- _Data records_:
• • •
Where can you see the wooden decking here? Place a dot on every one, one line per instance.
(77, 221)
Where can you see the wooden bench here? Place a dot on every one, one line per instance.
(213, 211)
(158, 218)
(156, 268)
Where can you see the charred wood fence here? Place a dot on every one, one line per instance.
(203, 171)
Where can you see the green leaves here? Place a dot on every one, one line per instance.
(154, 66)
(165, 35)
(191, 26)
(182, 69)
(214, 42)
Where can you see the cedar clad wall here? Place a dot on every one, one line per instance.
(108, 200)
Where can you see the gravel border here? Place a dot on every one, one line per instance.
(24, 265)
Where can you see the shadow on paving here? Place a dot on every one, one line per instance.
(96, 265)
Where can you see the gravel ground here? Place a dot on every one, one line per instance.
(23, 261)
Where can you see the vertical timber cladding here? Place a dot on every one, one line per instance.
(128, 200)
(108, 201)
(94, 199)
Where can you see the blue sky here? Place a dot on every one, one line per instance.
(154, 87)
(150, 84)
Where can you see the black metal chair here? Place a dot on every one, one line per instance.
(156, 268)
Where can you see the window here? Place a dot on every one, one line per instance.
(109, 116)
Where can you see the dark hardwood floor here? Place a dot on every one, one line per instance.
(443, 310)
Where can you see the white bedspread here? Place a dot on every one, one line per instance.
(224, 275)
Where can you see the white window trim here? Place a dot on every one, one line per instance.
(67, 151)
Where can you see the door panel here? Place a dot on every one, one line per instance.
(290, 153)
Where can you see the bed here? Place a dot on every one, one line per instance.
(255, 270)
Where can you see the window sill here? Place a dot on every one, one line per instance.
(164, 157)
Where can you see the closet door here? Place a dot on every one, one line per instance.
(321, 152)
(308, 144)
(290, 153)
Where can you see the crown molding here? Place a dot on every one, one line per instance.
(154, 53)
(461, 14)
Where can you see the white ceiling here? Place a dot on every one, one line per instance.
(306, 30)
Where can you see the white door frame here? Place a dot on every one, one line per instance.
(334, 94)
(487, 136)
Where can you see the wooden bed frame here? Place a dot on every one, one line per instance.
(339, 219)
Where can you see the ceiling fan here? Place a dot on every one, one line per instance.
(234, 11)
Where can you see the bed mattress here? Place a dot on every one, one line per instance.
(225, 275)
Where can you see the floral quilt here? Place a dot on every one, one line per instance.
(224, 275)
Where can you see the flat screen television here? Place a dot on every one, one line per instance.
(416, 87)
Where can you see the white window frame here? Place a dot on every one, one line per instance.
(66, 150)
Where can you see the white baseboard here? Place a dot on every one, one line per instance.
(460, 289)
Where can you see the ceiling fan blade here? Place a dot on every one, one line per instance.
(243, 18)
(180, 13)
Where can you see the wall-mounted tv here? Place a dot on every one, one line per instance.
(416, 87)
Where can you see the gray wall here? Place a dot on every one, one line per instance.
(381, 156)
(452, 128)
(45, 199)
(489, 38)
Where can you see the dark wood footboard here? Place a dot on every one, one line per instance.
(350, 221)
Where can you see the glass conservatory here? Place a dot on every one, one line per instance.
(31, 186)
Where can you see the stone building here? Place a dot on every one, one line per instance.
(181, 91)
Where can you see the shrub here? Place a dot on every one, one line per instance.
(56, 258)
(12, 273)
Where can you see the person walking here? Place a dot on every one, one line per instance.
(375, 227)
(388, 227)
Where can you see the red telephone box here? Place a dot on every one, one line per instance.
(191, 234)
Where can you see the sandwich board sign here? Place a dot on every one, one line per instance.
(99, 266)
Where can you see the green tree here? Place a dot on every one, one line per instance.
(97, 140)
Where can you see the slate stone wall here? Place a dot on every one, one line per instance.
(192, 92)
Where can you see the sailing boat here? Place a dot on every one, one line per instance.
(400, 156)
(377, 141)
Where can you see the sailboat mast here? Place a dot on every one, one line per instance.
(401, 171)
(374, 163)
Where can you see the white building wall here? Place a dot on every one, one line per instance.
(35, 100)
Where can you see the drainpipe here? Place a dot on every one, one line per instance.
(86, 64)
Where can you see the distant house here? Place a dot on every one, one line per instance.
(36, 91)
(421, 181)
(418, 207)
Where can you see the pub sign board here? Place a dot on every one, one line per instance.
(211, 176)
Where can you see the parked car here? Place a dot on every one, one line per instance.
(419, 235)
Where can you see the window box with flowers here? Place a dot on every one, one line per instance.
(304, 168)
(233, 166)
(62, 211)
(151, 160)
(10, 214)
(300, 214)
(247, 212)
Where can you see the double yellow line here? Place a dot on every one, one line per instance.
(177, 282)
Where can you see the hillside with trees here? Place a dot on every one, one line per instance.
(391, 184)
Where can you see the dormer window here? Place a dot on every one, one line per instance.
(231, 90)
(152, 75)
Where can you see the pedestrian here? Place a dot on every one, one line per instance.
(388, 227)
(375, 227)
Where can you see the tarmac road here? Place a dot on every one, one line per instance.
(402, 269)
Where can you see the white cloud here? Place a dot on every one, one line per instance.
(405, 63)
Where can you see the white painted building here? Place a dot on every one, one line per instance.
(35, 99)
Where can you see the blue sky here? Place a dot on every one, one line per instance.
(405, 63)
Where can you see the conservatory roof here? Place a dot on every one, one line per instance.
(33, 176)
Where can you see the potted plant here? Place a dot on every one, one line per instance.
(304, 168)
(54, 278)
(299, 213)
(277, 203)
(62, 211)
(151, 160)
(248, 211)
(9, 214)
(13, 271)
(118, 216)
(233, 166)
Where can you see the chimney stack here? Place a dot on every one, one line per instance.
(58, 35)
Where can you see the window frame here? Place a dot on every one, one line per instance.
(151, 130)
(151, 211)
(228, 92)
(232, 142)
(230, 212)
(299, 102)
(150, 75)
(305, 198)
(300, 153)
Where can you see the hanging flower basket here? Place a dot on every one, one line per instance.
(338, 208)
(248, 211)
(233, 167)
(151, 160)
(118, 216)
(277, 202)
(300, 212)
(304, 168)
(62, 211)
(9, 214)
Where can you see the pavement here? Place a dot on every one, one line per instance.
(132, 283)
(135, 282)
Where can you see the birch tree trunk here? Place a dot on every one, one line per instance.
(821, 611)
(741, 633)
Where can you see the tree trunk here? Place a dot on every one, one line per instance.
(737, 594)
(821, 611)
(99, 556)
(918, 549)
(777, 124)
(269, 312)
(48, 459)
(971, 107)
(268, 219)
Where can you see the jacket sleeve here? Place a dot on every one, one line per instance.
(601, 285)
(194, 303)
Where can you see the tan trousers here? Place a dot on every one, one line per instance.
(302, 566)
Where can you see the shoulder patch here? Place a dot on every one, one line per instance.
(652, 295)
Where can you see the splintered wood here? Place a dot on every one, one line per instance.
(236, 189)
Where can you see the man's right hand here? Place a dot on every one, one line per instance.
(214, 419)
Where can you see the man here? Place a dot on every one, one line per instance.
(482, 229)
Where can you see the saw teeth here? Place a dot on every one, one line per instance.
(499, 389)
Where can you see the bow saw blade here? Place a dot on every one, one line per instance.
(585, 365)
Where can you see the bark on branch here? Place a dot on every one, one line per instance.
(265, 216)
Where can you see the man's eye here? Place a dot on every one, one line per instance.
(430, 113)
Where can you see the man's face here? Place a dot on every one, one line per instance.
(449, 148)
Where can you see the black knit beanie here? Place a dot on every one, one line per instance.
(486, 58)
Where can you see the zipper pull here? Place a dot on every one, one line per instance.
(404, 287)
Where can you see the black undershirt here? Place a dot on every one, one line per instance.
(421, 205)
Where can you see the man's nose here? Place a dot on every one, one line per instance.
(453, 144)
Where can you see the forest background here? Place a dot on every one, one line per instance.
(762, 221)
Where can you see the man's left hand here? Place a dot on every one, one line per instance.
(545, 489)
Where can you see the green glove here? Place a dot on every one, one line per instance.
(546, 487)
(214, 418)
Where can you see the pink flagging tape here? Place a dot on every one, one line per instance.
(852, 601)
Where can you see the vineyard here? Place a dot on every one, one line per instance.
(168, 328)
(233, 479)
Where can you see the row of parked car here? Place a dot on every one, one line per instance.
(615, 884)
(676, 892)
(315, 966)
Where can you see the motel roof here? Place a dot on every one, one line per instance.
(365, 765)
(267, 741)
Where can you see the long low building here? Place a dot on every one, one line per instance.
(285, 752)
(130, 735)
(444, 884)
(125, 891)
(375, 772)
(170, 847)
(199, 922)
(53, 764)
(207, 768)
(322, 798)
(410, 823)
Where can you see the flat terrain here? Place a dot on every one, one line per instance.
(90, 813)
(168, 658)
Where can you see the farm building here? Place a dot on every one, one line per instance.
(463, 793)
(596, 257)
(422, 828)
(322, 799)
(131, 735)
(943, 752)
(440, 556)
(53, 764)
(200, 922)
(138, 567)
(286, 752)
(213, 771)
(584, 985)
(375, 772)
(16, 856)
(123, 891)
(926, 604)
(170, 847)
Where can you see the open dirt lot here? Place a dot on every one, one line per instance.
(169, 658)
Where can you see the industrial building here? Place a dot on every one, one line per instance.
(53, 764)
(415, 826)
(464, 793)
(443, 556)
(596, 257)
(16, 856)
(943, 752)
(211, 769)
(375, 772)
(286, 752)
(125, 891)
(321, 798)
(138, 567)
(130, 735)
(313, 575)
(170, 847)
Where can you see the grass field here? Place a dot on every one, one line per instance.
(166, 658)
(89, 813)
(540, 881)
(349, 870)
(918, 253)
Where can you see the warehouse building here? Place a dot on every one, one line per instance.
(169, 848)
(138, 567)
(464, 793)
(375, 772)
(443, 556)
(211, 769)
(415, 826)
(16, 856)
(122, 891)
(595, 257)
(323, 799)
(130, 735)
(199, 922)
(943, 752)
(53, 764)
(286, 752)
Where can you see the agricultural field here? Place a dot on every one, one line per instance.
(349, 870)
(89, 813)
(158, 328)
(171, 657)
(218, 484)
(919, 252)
• • •
- _Exercise details_: Send back exactly the lines from the line with "Where can you see the long" through the end of the records.

- _Reply_:
Where can you see the long low building here? Place a dot on every one, one line per instance.
(285, 752)
(130, 735)
(444, 884)
(125, 891)
(375, 772)
(170, 847)
(199, 922)
(53, 764)
(207, 768)
(322, 798)
(410, 823)
Where can you see the flat terrain here? Place a dot on every one, one line per instance.
(90, 813)
(168, 658)
Where can you see the farm building here? Place a dot on every one, one line per instance.
(463, 793)
(596, 257)
(422, 828)
(322, 799)
(131, 735)
(943, 752)
(440, 556)
(53, 764)
(200, 922)
(138, 567)
(286, 752)
(213, 771)
(584, 985)
(375, 772)
(16, 856)
(123, 891)
(926, 604)
(170, 847)
Where can you see the open dirt lot here? Place a dot on every one, one line per instance.
(169, 658)
Where can you see the industrial building here? Place a dot on every one, one line per instance.
(53, 764)
(415, 826)
(464, 793)
(443, 556)
(596, 257)
(16, 856)
(943, 752)
(211, 769)
(375, 772)
(286, 752)
(125, 891)
(321, 798)
(138, 567)
(130, 735)
(313, 575)
(170, 847)
Where can you see the grass field here? Place a dot on every one, one line per instance.
(166, 658)
(89, 813)
(540, 881)
(349, 870)
(918, 253)
Where can you see the warehouse building here? Place a dot on every one, one line per instance.
(169, 848)
(138, 567)
(464, 793)
(375, 772)
(443, 556)
(211, 769)
(415, 826)
(16, 856)
(122, 891)
(595, 257)
(323, 799)
(130, 735)
(199, 922)
(943, 752)
(53, 764)
(286, 752)
Where can you see the agricultural field here? Place a dot on every one, one line per instance.
(349, 870)
(89, 813)
(158, 328)
(171, 657)
(218, 484)
(919, 252)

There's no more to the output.